* _阅读节选_
========================================

這個麻煩在,對以一個結點爲根的樹,左右樹都Balance,左右樹的差小於1同時滿足才行。第一種,每一個算Balance都要算到下面的height,然後複雜度O(N^2)
/**
* Definition for a binary tree node.
* struct TreeNode {
* int val;
* TreeNode *left;
* TreeNode *right;
* TreeNode(int x) : val(x), left(NULL), right(NULL) {}
* };
*/
class Solution {
public:
bool isBalanced(TreeNode* root) {
if(root==NULL) return true;
if(root->left==NULL)
{
if(height(root->right)>0)
return false;
return true;
}
if(root->right==NULL)
{
if(height(root->left)>0)
return false;
return true;
}
if(isBalanced(root->left)&&isBalanced(root->right)&&(abs(height(root->left)-height(root->right))<=1))
{
return true;
}
return false;
}
int height(TreeNode * root)
{
if(root==NULL)
return -1;
int a=height(root->left);
int b=height(root->right);
return (a>b)?(a+1):(b+1);
}
};
第二種,基於DFS,這種用一個-1做標識,最後不是-1的就是banlance,過程中只要有不平衡就會標記-1。這樣複雜度是O(n)

========================================

* _数据部分_
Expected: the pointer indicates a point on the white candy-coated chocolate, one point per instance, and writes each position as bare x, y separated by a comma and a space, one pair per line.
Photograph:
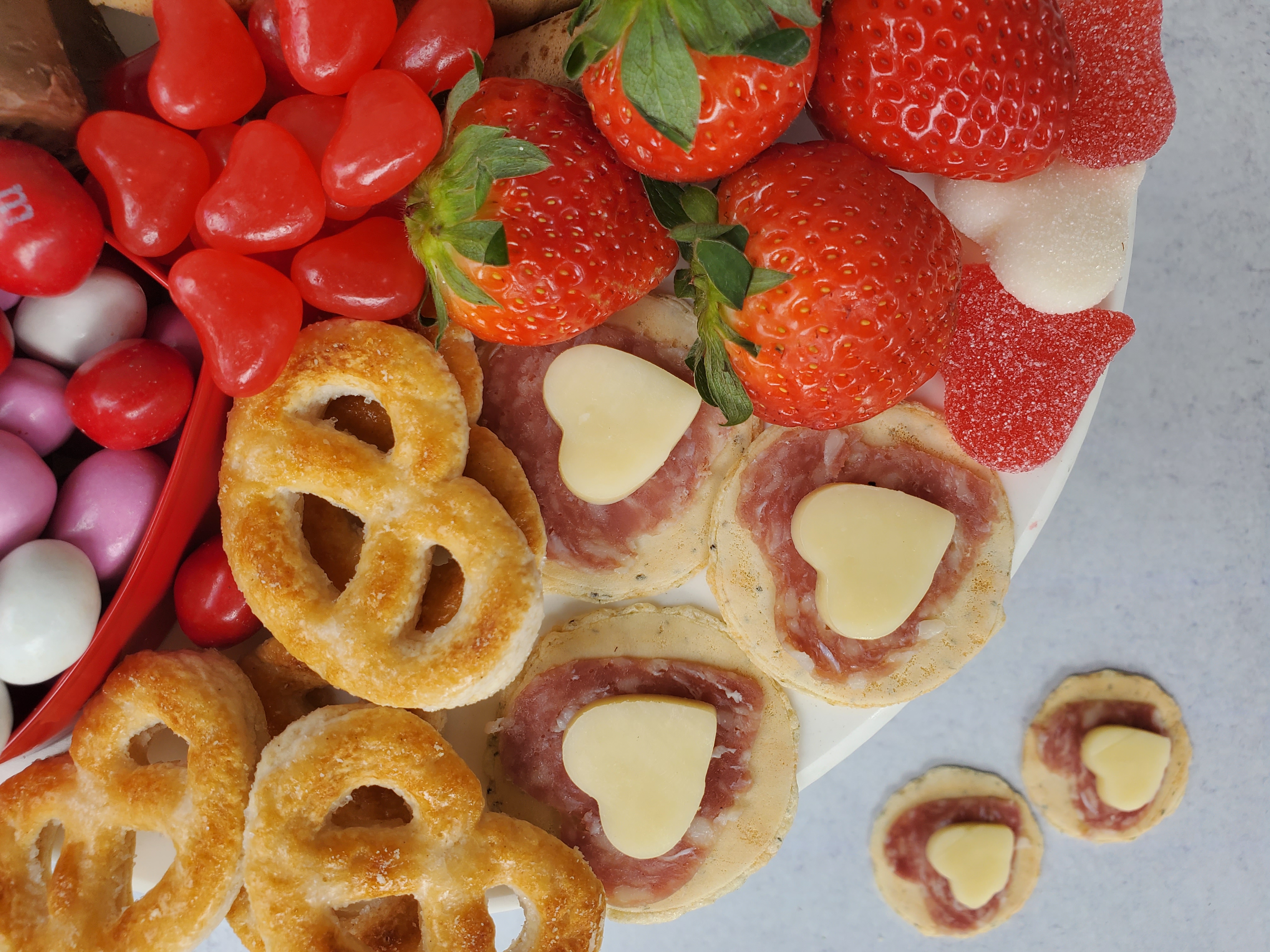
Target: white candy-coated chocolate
1128, 765
620, 418
644, 760
1057, 241
975, 858
874, 551
6, 715
66, 331
50, 604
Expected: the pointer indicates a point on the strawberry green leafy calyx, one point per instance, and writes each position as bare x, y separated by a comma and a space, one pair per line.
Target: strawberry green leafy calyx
719, 277
688, 91
445, 201
530, 228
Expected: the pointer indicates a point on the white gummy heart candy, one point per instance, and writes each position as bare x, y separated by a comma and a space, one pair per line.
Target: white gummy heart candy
1057, 241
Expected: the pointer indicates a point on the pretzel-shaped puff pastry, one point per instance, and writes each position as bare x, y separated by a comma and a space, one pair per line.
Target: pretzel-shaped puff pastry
103, 790
303, 869
411, 499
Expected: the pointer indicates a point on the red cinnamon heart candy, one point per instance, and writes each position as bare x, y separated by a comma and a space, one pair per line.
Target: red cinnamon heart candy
389, 134
267, 199
208, 71
247, 316
153, 177
1015, 380
366, 272
1124, 106
313, 120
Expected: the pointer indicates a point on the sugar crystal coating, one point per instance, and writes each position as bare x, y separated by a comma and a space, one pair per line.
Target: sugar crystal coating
1015, 379
1124, 103
1058, 239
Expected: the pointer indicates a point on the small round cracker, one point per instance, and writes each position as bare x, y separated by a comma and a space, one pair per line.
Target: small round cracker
678, 551
743, 584
688, 634
908, 898
1053, 792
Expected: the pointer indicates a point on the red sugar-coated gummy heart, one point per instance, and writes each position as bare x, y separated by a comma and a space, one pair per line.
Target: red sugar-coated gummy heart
153, 177
267, 199
208, 71
389, 134
1015, 379
313, 120
329, 44
366, 272
1124, 106
247, 316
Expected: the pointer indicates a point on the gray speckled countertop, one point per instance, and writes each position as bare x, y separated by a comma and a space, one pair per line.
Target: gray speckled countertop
1156, 560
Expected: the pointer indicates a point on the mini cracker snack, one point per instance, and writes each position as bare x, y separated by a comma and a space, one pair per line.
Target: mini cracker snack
1107, 757
308, 873
106, 789
412, 499
644, 738
656, 537
793, 619
956, 852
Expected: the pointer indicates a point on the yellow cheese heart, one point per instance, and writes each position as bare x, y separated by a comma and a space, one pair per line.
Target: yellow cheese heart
620, 418
975, 858
1128, 765
644, 760
874, 551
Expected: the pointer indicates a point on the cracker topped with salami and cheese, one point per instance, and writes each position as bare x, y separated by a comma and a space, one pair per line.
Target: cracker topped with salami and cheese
1107, 757
956, 852
644, 738
625, 494
863, 565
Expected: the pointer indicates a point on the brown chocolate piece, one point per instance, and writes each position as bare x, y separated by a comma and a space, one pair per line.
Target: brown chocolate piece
41, 99
511, 16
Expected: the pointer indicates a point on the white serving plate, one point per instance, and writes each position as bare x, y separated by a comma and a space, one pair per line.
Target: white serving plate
828, 734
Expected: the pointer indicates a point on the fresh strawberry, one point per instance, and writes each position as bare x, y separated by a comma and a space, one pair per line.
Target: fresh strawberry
968, 89
844, 300
689, 91
530, 229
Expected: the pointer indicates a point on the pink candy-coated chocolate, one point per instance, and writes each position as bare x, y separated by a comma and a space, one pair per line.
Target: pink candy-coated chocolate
28, 497
1015, 380
6, 343
32, 405
106, 506
168, 326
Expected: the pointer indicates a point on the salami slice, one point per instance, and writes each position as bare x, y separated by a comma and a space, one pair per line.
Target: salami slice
533, 734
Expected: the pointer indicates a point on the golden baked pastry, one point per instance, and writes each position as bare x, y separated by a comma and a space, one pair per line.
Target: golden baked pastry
655, 639
308, 875
106, 789
1065, 790
964, 620
953, 795
412, 499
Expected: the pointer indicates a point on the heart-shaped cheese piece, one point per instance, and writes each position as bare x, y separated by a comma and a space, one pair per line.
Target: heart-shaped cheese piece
1128, 765
1056, 239
644, 760
620, 418
874, 551
975, 858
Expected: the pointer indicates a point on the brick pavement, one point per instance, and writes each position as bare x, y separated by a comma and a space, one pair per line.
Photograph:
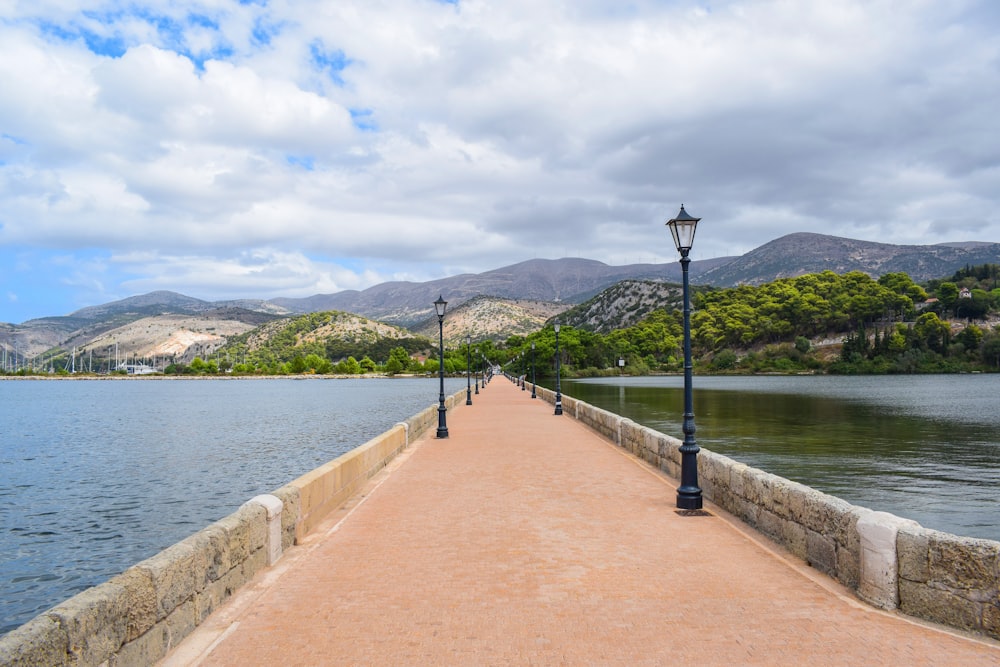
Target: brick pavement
527, 539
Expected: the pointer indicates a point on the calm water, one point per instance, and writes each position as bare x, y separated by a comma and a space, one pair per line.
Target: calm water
98, 475
926, 448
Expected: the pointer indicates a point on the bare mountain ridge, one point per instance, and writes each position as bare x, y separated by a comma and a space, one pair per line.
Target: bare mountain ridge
562, 283
805, 252
568, 280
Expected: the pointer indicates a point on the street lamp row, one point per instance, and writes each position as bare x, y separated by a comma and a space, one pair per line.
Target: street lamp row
689, 496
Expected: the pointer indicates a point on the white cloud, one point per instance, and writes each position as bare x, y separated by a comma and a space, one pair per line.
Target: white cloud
485, 133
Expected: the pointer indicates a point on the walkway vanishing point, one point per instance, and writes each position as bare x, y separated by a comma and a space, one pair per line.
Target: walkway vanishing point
527, 539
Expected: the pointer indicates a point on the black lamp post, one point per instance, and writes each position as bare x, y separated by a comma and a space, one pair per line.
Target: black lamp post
533, 395
682, 228
468, 366
558, 385
439, 307
524, 371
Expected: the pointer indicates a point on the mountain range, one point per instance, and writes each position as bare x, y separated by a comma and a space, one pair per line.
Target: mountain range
543, 288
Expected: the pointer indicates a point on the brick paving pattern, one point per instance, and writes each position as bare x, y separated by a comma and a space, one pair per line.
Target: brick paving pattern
527, 539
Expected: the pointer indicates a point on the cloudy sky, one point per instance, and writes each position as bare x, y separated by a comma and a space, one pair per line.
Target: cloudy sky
261, 148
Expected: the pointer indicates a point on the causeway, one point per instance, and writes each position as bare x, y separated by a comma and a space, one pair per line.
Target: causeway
525, 538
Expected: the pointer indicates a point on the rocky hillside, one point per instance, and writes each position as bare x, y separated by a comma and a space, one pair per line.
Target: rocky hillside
196, 326
567, 281
623, 304
797, 254
490, 318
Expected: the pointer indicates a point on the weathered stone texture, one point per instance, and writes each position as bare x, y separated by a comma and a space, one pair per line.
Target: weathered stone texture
821, 553
912, 547
964, 564
40, 641
939, 605
94, 621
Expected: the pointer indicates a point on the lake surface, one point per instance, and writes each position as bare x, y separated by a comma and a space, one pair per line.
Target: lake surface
922, 447
97, 475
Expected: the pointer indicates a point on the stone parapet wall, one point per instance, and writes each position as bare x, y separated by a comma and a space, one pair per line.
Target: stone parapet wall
891, 563
136, 617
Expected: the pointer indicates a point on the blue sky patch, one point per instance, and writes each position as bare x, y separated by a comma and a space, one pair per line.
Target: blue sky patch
264, 31
307, 162
364, 120
332, 62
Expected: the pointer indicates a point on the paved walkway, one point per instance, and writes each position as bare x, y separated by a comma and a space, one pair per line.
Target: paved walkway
526, 539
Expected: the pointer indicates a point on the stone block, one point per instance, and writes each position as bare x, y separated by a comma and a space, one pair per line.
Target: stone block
140, 601
770, 524
144, 650
180, 623
736, 479
879, 583
848, 567
964, 563
912, 546
290, 513
821, 553
272, 507
40, 641
794, 538
173, 575
95, 622
991, 619
938, 605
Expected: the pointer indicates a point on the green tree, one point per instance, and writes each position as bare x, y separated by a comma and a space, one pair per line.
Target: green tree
399, 359
948, 296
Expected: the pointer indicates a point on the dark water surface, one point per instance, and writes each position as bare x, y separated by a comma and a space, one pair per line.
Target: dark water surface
97, 475
922, 447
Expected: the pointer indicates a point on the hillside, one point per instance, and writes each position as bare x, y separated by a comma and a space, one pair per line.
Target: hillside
563, 283
566, 281
623, 305
490, 318
798, 254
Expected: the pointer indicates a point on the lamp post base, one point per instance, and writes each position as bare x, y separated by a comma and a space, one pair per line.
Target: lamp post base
689, 500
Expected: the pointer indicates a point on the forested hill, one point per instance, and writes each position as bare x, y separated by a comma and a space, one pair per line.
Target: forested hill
804, 252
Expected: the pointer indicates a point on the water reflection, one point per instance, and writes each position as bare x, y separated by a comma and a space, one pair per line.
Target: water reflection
98, 475
923, 448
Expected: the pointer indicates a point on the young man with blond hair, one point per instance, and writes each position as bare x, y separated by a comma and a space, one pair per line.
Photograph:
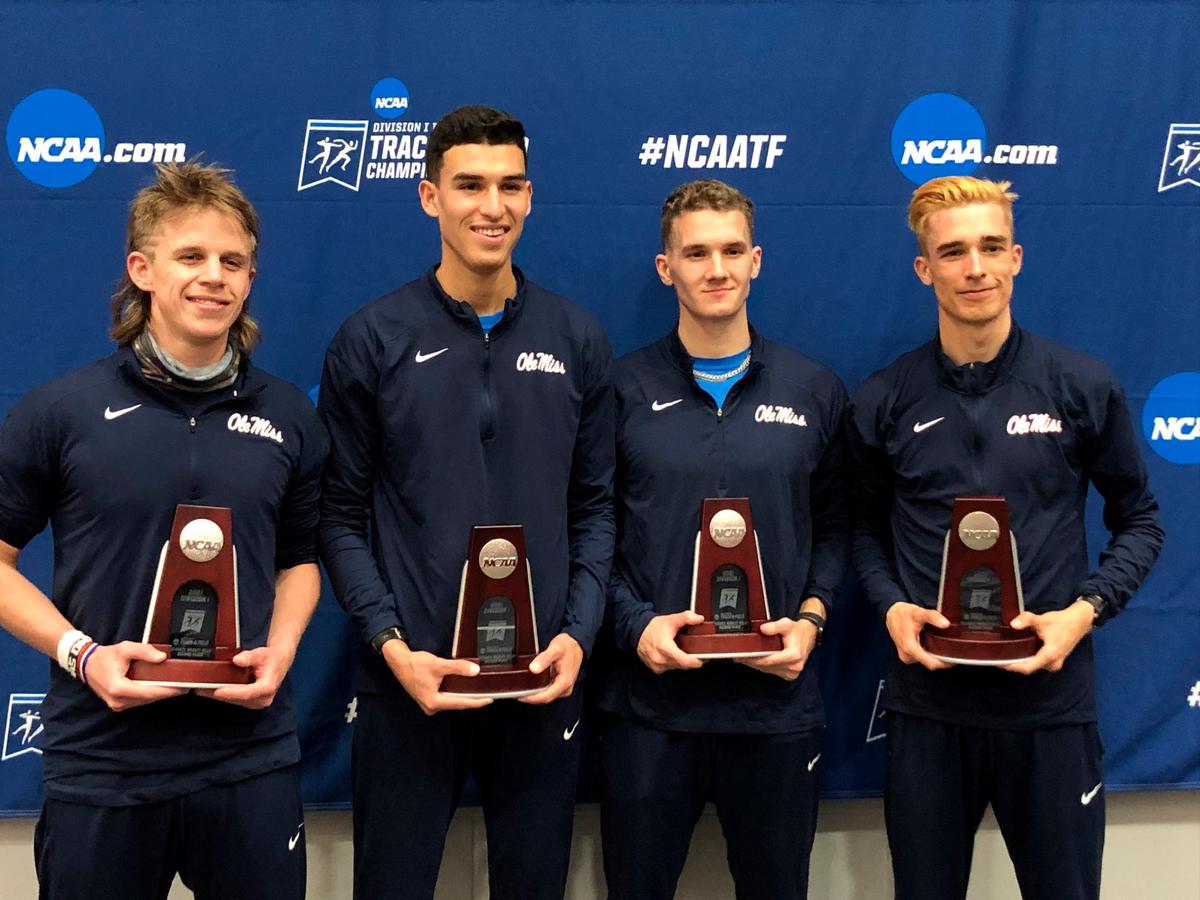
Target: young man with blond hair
987, 408
145, 780
714, 409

========================================

* _任务目标_
接着那段讲判断平衡二叉树的文字往下写，从它最后一句之后续起。 上面的材料在这里用不上。

* _本题输出_
/**
* Definition for a binary tree node.
* struct TreeNode {
* int val;
* TreeNode *left;
* TreeNode *right;
* TreeNode(int x) : val(x), left(NULL), right(NULL) {}
* };
*/
class Solution {
public:
bool isBalanced(TreeNode* root) {
return dfsHeight(root)!=-1;
}
int dfsHeight(TreeNode * root)
{
if(root==NULL) return 0;
int leftHeight=dfsHeight(root->left);
if(leftHeight==-1) return -1;
int rightHeight=dfsHeight(root->right);
if(rightHeight==-1) return -1;
if(abs(leftHeight-rightHeight)>1)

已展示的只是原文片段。